• ZADANIE PISEMNE
Przepisz bez zmian wiersze poniższych danych, zaczynając od wiersza zawierającego „Locate the boulder”, a kończąc na wierszu zawierającym „pixel 76 154”, przy czym oba te wiersze również uwzględnij.

- - - -

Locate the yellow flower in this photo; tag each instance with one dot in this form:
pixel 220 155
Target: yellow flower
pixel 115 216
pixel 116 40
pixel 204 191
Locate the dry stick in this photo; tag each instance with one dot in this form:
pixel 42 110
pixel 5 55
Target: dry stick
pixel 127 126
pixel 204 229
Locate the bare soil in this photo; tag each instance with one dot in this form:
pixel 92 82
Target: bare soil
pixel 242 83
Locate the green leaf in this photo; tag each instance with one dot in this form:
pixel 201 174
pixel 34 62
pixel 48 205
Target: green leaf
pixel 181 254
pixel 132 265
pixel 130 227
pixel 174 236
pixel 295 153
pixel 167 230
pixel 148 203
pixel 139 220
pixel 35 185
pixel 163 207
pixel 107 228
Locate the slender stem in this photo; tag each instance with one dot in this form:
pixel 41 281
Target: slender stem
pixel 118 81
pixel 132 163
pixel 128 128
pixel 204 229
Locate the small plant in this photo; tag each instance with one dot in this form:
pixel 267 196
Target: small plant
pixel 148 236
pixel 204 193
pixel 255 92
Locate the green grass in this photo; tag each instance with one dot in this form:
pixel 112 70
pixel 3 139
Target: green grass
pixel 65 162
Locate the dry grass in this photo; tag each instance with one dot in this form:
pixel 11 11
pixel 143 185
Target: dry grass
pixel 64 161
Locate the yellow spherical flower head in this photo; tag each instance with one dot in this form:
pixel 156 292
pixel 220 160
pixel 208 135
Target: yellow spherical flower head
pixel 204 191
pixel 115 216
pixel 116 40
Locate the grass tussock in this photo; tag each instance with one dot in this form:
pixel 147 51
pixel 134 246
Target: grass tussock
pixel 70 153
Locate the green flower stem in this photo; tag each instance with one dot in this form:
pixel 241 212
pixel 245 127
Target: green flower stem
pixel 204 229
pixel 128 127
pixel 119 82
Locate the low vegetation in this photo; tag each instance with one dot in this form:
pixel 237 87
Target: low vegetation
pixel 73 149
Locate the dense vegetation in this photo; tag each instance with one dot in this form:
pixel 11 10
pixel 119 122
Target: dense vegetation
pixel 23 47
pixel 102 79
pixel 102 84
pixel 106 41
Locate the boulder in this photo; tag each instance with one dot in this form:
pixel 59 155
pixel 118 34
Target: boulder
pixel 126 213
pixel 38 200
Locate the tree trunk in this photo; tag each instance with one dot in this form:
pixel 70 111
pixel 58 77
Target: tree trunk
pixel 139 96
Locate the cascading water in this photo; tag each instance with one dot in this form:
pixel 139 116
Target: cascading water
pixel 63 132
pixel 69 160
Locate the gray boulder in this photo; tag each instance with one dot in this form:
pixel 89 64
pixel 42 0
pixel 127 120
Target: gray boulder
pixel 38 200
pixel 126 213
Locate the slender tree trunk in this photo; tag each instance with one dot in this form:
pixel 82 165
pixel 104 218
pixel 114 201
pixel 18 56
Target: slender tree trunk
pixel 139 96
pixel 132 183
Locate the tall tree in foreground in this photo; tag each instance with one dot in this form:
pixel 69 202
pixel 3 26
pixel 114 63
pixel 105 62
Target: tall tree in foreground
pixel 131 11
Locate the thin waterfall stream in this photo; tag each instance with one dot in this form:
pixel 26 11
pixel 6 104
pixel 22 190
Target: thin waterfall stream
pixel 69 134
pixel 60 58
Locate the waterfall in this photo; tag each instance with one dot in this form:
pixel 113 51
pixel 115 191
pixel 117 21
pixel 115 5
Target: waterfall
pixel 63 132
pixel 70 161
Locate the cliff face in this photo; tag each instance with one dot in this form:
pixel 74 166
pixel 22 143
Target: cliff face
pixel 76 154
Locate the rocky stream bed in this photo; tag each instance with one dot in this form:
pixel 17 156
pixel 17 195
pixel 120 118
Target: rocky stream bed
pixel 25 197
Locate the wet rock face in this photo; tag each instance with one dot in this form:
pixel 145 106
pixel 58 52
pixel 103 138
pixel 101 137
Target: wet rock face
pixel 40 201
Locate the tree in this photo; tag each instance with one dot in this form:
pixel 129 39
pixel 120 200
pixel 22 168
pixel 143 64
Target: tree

- - - -

• ODPOWIEDŹ DO ZADANIA
Locate the boulder in this photo; tag each instance with one dot in this form:
pixel 59 155
pixel 118 34
Target: boulder
pixel 126 213
pixel 38 200
Locate the tree trunk in this photo; tag each instance with one dot in this form:
pixel 70 111
pixel 58 77
Target: tree trunk
pixel 139 96
Locate the cascading water in this photo; tag each instance with one dot in this form:
pixel 139 116
Target: cascading water
pixel 63 132
pixel 69 160
Locate the gray boulder in this photo; tag each instance with one dot in this form:
pixel 89 64
pixel 42 0
pixel 127 120
Target: gray boulder
pixel 38 200
pixel 126 213
Locate the slender tree trunk in this photo; tag each instance with one dot in this form:
pixel 82 165
pixel 104 218
pixel 114 201
pixel 18 56
Target: slender tree trunk
pixel 139 96
pixel 132 183
Locate the tall tree in foreground in this photo; tag each instance with one dot in this form:
pixel 69 202
pixel 3 26
pixel 114 63
pixel 105 62
Target: tall tree in foreground
pixel 131 11
Locate the thin waterfall stream in this photo; tag each instance with one dot in this form:
pixel 26 11
pixel 6 104
pixel 22 190
Target: thin waterfall stream
pixel 69 134
pixel 60 58
Locate the waterfall in this photo; tag each instance with one dot in this form:
pixel 113 51
pixel 115 191
pixel 117 21
pixel 115 5
Target: waterfall
pixel 63 132
pixel 70 161
Locate the cliff face in this photo; tag each instance with one dot in this form:
pixel 74 166
pixel 22 143
Target: cliff face
pixel 76 154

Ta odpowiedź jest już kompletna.